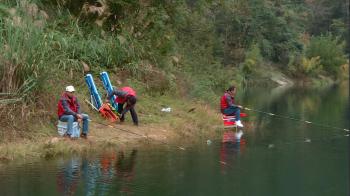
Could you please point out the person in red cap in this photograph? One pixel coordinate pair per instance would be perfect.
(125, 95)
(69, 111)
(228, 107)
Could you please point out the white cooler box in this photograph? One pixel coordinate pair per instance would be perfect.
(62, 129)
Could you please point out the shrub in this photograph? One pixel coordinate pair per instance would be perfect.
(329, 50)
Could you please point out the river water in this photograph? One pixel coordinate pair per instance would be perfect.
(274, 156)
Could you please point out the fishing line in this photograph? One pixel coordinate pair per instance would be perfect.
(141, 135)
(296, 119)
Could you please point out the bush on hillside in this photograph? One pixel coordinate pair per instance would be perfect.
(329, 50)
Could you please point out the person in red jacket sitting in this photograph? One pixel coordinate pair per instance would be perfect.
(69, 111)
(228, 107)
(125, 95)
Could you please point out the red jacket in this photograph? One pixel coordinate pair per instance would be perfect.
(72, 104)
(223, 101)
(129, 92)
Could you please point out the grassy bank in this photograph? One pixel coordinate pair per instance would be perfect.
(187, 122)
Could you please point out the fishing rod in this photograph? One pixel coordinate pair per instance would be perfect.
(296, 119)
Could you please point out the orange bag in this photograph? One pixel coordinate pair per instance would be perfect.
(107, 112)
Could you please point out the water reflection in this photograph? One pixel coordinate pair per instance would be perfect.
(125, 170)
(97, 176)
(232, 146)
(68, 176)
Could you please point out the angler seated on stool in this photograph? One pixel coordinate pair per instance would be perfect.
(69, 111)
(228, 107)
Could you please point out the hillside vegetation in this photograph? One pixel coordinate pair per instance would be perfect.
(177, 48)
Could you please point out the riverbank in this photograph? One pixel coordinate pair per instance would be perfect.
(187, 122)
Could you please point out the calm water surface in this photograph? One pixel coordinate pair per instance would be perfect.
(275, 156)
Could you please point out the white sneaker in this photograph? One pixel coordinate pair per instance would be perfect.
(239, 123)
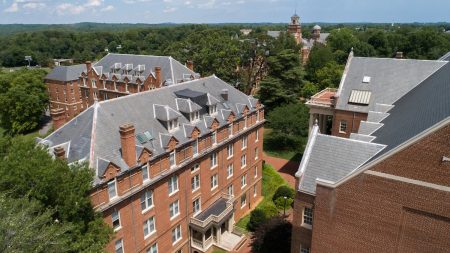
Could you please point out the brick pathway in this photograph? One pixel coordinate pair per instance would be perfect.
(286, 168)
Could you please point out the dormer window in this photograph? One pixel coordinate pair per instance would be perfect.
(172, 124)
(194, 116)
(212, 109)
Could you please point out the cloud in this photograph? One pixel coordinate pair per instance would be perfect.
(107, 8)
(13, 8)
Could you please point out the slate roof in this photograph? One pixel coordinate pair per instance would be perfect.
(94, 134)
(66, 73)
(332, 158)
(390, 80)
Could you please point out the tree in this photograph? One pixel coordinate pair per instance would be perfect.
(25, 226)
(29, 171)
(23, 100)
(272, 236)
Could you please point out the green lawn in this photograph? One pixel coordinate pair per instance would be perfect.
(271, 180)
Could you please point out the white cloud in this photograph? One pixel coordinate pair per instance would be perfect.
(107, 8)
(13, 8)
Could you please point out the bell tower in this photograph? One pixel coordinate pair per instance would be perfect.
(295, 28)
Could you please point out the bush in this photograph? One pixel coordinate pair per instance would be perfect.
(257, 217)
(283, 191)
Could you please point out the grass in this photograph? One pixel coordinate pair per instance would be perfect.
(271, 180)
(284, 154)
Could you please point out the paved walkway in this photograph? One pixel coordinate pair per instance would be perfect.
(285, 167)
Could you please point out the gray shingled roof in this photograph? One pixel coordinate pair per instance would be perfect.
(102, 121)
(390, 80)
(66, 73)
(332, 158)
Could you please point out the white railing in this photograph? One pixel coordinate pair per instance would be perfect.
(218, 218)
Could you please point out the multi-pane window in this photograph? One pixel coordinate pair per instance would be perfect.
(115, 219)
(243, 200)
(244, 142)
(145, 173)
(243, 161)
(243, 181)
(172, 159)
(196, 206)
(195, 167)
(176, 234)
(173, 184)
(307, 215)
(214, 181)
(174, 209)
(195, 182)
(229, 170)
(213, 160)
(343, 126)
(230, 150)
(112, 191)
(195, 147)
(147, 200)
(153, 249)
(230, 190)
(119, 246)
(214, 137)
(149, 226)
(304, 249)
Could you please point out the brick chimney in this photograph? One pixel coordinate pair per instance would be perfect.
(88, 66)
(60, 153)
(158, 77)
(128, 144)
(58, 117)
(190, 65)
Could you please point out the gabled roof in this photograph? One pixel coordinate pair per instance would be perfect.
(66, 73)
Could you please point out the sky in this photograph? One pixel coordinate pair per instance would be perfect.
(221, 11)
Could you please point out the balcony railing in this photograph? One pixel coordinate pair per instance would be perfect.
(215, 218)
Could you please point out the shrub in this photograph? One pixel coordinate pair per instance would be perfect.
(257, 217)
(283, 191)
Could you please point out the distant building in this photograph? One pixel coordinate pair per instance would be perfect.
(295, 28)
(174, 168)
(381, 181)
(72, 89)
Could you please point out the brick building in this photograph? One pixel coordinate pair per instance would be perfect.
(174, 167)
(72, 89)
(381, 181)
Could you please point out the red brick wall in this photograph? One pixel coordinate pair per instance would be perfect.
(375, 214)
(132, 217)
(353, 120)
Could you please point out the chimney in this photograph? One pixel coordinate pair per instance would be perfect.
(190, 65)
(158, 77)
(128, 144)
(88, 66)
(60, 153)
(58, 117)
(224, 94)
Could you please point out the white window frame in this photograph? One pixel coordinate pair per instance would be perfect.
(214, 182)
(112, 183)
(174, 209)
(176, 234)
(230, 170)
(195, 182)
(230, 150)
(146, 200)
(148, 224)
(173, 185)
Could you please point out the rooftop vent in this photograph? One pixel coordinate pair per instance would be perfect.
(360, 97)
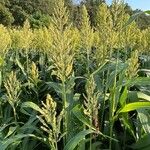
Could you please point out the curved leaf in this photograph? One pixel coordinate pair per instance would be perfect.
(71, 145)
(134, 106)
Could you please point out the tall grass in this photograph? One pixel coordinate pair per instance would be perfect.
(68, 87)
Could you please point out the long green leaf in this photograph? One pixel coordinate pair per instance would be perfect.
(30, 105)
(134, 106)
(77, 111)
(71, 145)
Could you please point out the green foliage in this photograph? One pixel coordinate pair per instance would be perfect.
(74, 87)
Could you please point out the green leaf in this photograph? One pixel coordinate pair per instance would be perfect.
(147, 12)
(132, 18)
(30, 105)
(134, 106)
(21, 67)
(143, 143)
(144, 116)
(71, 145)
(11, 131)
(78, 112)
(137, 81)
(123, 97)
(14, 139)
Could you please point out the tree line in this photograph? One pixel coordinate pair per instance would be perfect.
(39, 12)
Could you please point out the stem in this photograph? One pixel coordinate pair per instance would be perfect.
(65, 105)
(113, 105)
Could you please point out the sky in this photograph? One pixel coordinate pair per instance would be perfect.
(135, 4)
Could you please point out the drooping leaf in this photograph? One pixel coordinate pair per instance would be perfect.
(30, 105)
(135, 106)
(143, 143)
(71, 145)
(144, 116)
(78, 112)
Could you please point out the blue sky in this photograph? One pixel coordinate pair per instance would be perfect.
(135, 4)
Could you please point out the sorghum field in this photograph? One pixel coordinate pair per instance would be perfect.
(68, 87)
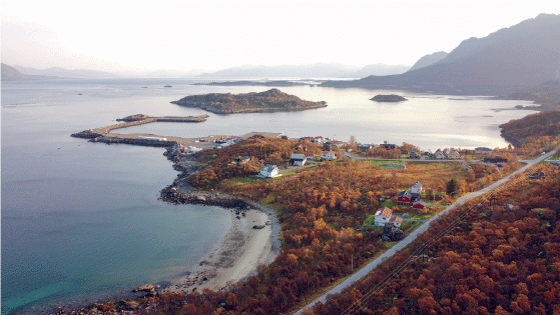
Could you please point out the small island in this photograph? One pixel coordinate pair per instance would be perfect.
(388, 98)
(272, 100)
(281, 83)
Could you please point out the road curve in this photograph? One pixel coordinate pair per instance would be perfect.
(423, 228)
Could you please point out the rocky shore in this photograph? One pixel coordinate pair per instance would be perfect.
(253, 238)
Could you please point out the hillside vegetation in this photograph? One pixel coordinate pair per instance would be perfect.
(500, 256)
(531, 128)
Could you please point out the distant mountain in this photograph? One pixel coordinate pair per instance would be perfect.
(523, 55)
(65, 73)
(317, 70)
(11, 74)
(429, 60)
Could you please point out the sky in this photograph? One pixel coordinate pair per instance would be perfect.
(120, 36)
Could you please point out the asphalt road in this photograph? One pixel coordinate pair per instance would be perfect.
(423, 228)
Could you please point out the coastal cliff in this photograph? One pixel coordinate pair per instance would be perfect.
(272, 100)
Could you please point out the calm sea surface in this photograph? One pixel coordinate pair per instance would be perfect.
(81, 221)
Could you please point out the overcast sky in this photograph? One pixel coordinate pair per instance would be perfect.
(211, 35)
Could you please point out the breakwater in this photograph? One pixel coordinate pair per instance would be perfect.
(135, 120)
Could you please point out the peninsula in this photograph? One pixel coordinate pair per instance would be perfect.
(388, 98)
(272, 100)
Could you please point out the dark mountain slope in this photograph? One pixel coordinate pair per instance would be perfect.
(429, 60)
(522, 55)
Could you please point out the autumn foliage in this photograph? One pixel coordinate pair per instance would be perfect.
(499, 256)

==

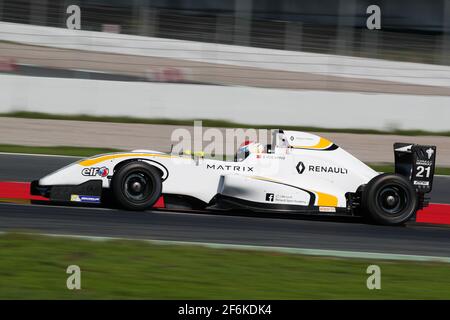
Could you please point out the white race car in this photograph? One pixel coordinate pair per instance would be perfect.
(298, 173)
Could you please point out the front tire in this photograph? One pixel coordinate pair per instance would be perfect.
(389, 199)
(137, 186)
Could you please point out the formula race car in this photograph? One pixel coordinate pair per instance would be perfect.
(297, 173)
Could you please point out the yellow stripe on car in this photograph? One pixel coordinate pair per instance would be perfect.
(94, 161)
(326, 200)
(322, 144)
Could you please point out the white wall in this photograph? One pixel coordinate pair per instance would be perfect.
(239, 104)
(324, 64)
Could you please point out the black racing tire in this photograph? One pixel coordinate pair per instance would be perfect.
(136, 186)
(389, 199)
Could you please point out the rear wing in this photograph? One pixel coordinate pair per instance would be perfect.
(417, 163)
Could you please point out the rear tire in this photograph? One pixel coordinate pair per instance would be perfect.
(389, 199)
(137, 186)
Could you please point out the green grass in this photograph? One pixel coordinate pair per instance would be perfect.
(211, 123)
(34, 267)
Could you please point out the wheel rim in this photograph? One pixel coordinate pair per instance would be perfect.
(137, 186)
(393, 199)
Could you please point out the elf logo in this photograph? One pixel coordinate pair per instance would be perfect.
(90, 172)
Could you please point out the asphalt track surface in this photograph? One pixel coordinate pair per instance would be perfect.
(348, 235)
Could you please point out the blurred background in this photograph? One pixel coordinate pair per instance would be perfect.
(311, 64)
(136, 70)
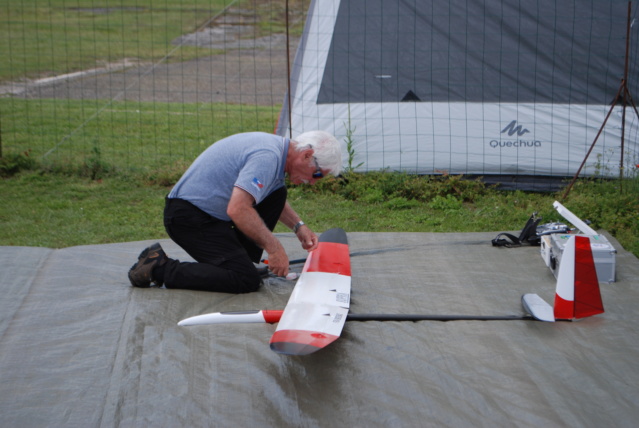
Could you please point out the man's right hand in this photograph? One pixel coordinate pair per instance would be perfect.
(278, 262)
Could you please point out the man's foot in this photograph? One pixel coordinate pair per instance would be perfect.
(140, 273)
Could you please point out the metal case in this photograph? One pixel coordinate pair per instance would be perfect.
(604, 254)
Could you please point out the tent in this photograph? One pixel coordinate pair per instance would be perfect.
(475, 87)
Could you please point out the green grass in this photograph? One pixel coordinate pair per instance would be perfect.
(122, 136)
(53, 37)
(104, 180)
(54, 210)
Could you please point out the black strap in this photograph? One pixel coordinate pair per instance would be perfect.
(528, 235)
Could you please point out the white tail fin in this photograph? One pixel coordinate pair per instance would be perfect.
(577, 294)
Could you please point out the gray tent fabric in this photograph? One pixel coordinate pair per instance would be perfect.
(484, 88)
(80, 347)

WHAT THE TASK ASKS – Identify each line of the entries above that contains the string "black", treating uppercase and lowercase as different, and copy every such line.

EXPECTED OUTPUT –
Could you please point out the black racing tire in this photograph? One pixel coordinate pair per instance would be perfect.
Could you please point out the black strap in this photograph? One pixel coordinate pair per instance would be perfect.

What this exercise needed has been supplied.